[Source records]
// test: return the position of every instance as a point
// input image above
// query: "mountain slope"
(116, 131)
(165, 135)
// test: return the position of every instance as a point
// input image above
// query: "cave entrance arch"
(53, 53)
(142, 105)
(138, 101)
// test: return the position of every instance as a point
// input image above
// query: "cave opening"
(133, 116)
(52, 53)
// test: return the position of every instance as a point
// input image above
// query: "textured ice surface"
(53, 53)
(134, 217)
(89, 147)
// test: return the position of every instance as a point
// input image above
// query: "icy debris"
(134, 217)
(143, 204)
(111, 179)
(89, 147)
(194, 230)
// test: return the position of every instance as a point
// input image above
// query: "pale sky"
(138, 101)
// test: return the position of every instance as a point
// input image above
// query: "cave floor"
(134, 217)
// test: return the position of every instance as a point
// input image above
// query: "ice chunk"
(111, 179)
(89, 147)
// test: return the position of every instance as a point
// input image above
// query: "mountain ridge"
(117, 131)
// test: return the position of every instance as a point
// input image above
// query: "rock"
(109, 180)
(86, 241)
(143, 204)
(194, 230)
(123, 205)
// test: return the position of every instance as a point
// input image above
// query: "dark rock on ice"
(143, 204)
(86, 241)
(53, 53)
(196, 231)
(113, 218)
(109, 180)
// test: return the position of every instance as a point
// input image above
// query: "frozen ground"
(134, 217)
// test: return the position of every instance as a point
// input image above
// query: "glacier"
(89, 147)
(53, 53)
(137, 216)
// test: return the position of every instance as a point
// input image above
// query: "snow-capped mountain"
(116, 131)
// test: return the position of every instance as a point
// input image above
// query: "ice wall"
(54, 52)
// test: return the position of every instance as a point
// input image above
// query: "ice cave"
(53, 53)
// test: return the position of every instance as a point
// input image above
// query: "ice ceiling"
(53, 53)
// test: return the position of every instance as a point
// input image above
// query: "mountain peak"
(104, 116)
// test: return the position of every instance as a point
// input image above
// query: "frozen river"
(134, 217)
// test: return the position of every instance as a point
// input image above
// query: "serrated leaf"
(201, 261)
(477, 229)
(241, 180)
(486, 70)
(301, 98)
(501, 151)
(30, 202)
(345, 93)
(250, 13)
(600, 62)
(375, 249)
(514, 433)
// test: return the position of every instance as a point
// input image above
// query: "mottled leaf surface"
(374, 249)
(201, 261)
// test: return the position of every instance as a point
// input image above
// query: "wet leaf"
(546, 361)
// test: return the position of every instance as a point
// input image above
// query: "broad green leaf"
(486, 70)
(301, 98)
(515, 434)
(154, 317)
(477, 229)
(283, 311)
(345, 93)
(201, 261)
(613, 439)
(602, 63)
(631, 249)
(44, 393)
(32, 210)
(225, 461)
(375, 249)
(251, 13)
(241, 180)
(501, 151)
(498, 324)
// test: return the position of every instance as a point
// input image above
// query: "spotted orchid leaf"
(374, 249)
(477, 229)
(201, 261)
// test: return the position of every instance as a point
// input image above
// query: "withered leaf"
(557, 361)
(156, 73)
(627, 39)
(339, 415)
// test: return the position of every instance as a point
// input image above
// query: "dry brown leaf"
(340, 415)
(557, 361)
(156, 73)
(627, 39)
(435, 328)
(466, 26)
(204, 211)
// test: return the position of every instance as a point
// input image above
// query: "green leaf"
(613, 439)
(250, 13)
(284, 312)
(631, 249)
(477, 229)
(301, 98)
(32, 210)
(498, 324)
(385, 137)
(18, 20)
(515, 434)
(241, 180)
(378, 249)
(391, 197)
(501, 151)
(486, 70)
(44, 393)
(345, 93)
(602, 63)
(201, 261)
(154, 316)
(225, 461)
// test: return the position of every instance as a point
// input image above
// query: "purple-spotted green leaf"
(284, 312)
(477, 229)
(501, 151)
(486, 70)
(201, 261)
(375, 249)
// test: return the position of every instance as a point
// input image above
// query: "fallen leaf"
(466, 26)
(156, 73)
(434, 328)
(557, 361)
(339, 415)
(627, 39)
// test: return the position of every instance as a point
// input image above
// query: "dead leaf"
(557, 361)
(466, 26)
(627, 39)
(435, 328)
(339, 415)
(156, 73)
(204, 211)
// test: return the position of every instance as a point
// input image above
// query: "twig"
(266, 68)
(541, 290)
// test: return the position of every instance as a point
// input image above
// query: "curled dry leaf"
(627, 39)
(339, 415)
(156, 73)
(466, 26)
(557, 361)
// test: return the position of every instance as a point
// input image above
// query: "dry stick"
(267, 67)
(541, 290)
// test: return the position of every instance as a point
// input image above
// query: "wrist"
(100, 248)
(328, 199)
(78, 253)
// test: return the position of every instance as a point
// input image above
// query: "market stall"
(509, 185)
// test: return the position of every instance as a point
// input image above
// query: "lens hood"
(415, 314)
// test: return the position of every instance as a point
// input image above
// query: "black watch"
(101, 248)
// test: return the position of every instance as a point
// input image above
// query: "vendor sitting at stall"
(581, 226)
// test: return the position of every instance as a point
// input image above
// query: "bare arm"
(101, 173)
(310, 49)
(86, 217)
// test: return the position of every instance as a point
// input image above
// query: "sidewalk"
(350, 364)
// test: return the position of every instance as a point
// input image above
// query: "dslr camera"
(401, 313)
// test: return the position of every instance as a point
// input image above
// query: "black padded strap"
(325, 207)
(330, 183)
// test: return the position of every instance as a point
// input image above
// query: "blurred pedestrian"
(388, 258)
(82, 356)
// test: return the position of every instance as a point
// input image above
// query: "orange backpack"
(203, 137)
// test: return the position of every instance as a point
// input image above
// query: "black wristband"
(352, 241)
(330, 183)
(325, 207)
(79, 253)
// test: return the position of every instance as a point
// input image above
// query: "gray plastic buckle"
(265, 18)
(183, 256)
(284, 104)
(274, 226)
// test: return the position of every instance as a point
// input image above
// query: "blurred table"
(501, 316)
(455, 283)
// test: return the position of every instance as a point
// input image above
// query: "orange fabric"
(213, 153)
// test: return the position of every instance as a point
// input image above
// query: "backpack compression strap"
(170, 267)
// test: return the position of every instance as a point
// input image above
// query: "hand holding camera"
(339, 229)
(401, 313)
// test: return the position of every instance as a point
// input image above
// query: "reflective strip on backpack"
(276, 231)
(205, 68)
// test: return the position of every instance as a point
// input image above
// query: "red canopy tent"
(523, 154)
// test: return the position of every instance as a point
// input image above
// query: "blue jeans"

▶ Problem statement
Copy every record above exactly as it is.

▶ Result
// test: return the position of every instance as a point
// input image above
// query: "mountain slope"
(116, 131)
(165, 135)
// test: return the position of every instance as a point
// input image above
// query: "cave entrance arch"
(53, 53)
(142, 105)
(138, 101)
// test: return the position of every instance as a point
// input image above
// query: "cave opening"
(133, 116)
(52, 53)
// test: return the position of every instance as a point
// input image above
// query: "textured ice surface"
(53, 53)
(134, 217)
(89, 147)
// test: return the position of every instance as a point
// input image above
// query: "icy debris"
(134, 217)
(143, 204)
(111, 179)
(89, 147)
(194, 230)
// test: return the position of every instance as a point
// input image above
// query: "pale sky"
(138, 101)
// test: return the position of every instance as a point
// input image above
// query: "cave floor"
(134, 217)
// test: return the position of every instance as a point
// input image above
// query: "ice chunk"
(111, 179)
(89, 147)
// test: return the position of every instance as a point
// input image above
// query: "mountain ridge"
(117, 131)
// test: return the position of every instance as a point
// input image above
// query: "rock"
(109, 180)
(86, 241)
(143, 204)
(194, 230)
(123, 205)
// test: return the position of every instance as a point
// input image above
// query: "dark rock on ice"
(143, 204)
(86, 241)
(53, 53)
(196, 231)
(113, 218)
(109, 180)
// test: return the position of every instance as a point
// input image above
// query: "frozen ground"
(134, 217)
// test: return the position of every instance as a point
// input image above
// query: "glacier"
(89, 147)
(53, 53)
(137, 216)
// test: return the position of every instance as a point
// input image above
// query: "snow-capped mountain"
(116, 131)
// test: return the position of every instance as a point
// input image above
// query: "ice wall"
(54, 52)
// test: return the position of every instance as a point
// input image above
// query: "ice cave"
(53, 53)
// test: return the position of every instance as a point
// input image above
// query: "ice ceiling"
(53, 53)
// test: return the position of every instance as a point
// input image above
// query: "mountain peak"
(104, 116)
// test: return the position of every instance as a point
// input image above
// query: "frozen river"
(134, 217)
// test: return the position of every instance as a point
// input image above
// query: "serrated leaf"
(201, 261)
(477, 229)
(241, 180)
(486, 70)
(301, 98)
(501, 151)
(30, 202)
(345, 93)
(250, 13)
(600, 62)
(375, 249)
(514, 433)
// test: return the position of every instance as a point
// input image above
// query: "mottled leaf surface"
(374, 249)
(201, 261)
// test: return the position of every instance as a point
// input image above
// query: "wet leaf"
(546, 361)
// test: return the position of every instance as a point
// input image above
// query: "broad green leaf"
(486, 70)
(301, 98)
(515, 434)
(154, 317)
(477, 229)
(283, 311)
(345, 93)
(201, 261)
(613, 439)
(602, 63)
(631, 249)
(44, 393)
(32, 210)
(225, 461)
(375, 249)
(251, 13)
(241, 180)
(501, 151)
(498, 324)
// test: return the position of every instance as a point
// input image above
// query: "spotted orchid leaf"
(374, 249)
(477, 229)
(201, 261)
// test: return the position of every instance as a point
// input image above
// query: "withered leaf"
(557, 361)
(156, 73)
(627, 39)
(339, 415)
// test: return the position of every instance as a point
// input image above
// query: "dry brown leaf"
(340, 415)
(557, 361)
(156, 73)
(627, 39)
(435, 328)
(466, 26)
(204, 211)
// test: return the position of every instance as a point
// input image above
// query: "green leaf"
(613, 439)
(250, 13)
(284, 312)
(631, 249)
(477, 229)
(301, 98)
(32, 210)
(498, 324)
(385, 137)
(18, 20)
(515, 434)
(241, 180)
(378, 249)
(391, 197)
(501, 151)
(486, 70)
(44, 393)
(345, 93)
(602, 63)
(201, 261)
(154, 316)
(225, 461)
// test: return the position of every instance as a point
// input image above
// query: "purple-spotted green leaf"
(284, 312)
(477, 229)
(501, 151)
(486, 70)
(201, 261)
(375, 249)
// test: return the position of every instance as a point
// input image above
// query: "fallen leaf"
(466, 26)
(156, 73)
(434, 328)
(557, 361)
(339, 415)
(627, 39)
// test: return the position of every instance as a point
// input image above
// query: "dead leaf"
(557, 361)
(466, 26)
(627, 39)
(435, 328)
(339, 415)
(156, 73)
(204, 211)
// test: return the position of every instance as a point
// input image above
// query: "twig"
(266, 68)
(541, 290)
// test: return the position of every instance as a point
// input image above
// query: "curled dry leaf"
(627, 39)
(339, 415)
(156, 73)
(466, 26)
(557, 361)
// test: return the position of every instance as a point
// input image above
// query: "dry stick"
(267, 67)
(541, 290)
// test: return the position of every instance as a point
// input image above
// query: "wrist"
(100, 248)
(328, 199)
(78, 253)
// test: return the position of every instance as a point
// input image above
// query: "market stall"
(509, 185)
// test: return the position of every instance as a point
// input image above
// query: "lens hood"
(415, 314)
// test: return the position of every instance as a point
// input image above
// query: "black watch"
(101, 248)
// test: return the position of every instance as a point
// input image above
// query: "vendor sitting at stall"
(581, 226)
// test: return the position of every instance as a point
// input image above
// query: "bare arm"
(101, 173)
(310, 49)
(86, 217)
// test: return the position of every instance as a point
// input image above
// query: "sidewalk"
(350, 364)
// test: return the position of every instance as a point
// input image above
// query: "dslr camera"
(401, 313)
// test: return the position of every instance as a point
// input image above
// query: "black padded strap"
(325, 207)
(330, 183)
// test: return the position of every instance as a point
// input image above
// query: "blurred pedestrian"
(388, 258)
(82, 356)
// test: return the position of every instance as a point
// input image above
// query: "orange backpack"
(203, 137)
// test: return the position of every instance as a point
// input image above
// query: "black wristband"
(352, 241)
(330, 183)
(325, 207)
(79, 253)
// test: return the position of every instance as a point
// input image above
// query: "gray plastic buckle"
(265, 18)
(183, 256)
(284, 104)
(274, 226)
// test: return the position of every instance as a point
// input image above
// query: "blurred table"
(501, 316)
(455, 283)
// test: return the position of every instance as a point
// input image above
// query: "orange fabric"
(213, 153)
// test: return the position of every instance as a point
// input image above
// query: "backpack compression strap"
(170, 267)
// test: return the position of every instance as a point
// input image above
// query: "hand holding camera"
(339, 229)
(401, 313)
// test: return the position of every instance as a point
// input image above
// query: "reflective strip on backpack"
(276, 231)
(205, 68)
// test: return the position of every instance as a point
// input image above
// query: "red canopy tent"
(523, 154)
// test: return the position of every instance as a point
// input image above
// query: "blue jeans"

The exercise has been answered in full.